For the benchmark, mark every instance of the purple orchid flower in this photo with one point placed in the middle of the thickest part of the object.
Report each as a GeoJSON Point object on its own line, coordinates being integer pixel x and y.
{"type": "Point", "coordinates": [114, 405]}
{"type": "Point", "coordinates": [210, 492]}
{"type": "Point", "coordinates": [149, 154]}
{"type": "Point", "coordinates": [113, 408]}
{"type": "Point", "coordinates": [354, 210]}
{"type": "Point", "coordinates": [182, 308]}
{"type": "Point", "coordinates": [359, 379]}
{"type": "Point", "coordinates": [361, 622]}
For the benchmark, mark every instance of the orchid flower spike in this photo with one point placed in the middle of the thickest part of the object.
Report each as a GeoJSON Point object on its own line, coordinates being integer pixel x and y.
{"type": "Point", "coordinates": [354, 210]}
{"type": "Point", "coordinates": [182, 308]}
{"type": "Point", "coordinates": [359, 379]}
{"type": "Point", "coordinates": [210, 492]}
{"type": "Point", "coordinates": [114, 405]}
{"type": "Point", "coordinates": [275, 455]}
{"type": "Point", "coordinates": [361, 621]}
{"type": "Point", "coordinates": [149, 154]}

-------------------------

Requirements >>
Copy out each line exactly as written.

The response >>
For the benchmark, mark every instance of the purple orchid flower in this photo with one point placed in the middle of the thickest part of the object.
Report each as a GeoJSON Point object on its own line, coordinates being integer pixel x and y.
{"type": "Point", "coordinates": [114, 405]}
{"type": "Point", "coordinates": [210, 492]}
{"type": "Point", "coordinates": [149, 154]}
{"type": "Point", "coordinates": [113, 408]}
{"type": "Point", "coordinates": [354, 210]}
{"type": "Point", "coordinates": [182, 308]}
{"type": "Point", "coordinates": [359, 379]}
{"type": "Point", "coordinates": [361, 622]}
For the benchmark, mark every instance of the orchid flower spike in this photo with one point placed in the middle of the thickest part of the object.
Report each as a GeoJSON Point object on its own line, coordinates being integer pixel x and y.
{"type": "Point", "coordinates": [354, 210]}
{"type": "Point", "coordinates": [182, 308]}
{"type": "Point", "coordinates": [359, 379]}
{"type": "Point", "coordinates": [210, 492]}
{"type": "Point", "coordinates": [114, 405]}
{"type": "Point", "coordinates": [275, 455]}
{"type": "Point", "coordinates": [361, 621]}
{"type": "Point", "coordinates": [149, 154]}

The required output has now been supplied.